** Document passage **
+---+

The socially conscious Charles Dickens believed that Christmas could be otherwise enlightening. He felt that the spirit of the season did something positive for him personally and so he set about using his power with the written word to do the same for the rest of the world.

His first attempt, in 1835, in Bell’s Life magazine in London, was called “A Christmas Dinner.” This short sketch described the conviviality of a family forgiving and forgetting the past as it gathers around the Christmas table.

Dickens’ next story on the subject will sound even more familiar:

Cliff-Note synopsis: Unpleasant, cranky guy is annoyed by other people’s cheerfulness on Christmas Eve … is taken by supernatural beings to view scenes of family happiness and good … this convinces him to reform when he awakens the next day.

It’s called (get ready to be surprised)–

The Goblins Who Stole a Sexton. It’s an incidental part of the more notable whole of The Pickwick Papers.

Seven more years pass. Dickens has many successes but, by 1843, he had somewhat fallen out of public favor as a writer. Not as good with money as he was with words, his financial situation had become troublesome for him. His social consciousness had him in an ongoing turmoil about the plight of the poor. He spent much time and effort making speeches appealing for aid to the working class. Then --

In October 1843, while he walked the streets, an idea came to him. He modeled it on “The Goblins …” and embellished it with details from his own life.

1843 First Edition
Title page
Illustrations by John Leech
By the second week of November, he completed his story – A Christmas Carol. In Prose. Being a Ghost Story of Christmas – and took it to his publisher.

Because he wanted it to be top quality, he worked on the design of the book, the paper and binding himself. He selected the illustrator. He arranged having the illustrations hand-tinted – all the while striving to keep the price as low as possible so it could be affordable for the audience he intended to influence.

+---+

[Region outline entries]
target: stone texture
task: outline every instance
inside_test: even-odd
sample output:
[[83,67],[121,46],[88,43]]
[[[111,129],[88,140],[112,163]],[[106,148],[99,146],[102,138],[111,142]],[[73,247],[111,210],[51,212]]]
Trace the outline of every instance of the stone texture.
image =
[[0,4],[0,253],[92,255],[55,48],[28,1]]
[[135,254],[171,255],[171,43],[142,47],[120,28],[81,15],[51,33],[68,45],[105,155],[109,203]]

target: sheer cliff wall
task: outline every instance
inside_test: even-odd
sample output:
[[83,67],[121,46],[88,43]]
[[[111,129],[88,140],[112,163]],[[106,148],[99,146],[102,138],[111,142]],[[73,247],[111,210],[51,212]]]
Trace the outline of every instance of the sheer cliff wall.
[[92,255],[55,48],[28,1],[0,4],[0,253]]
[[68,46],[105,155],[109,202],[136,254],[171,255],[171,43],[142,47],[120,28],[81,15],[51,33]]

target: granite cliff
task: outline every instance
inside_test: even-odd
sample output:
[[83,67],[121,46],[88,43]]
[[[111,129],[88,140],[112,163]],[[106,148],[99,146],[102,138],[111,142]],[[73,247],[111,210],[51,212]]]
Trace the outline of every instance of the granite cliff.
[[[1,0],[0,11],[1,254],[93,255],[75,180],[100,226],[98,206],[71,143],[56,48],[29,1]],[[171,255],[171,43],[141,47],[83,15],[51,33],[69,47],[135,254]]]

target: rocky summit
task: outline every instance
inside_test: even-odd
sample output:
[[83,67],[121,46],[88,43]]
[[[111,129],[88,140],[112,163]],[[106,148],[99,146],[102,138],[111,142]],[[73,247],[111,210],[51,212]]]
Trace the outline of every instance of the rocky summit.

+---+

** Work to complete **
Retype everything in the passage on Dickens and Christmas from "1843 First Edition" down to "intended to influence.". Work only from the passage on Dickens and Christmas, not from the listing.

** Result **
1843 First Edition
Title page
Illustrations by John Leech
By the second week of November, he completed his story – A Christmas Carol. In Prose. Being a Ghost Story of Christmas – and took it to his publisher.

Because he wanted it to be top quality, he worked on the design of the book, the paper and binding himself. He selected the illustrator. He arranged having the illustrations hand-tinted – all the while striving to keep the price as low as possible so it could be affordable for the audience he intended to influence.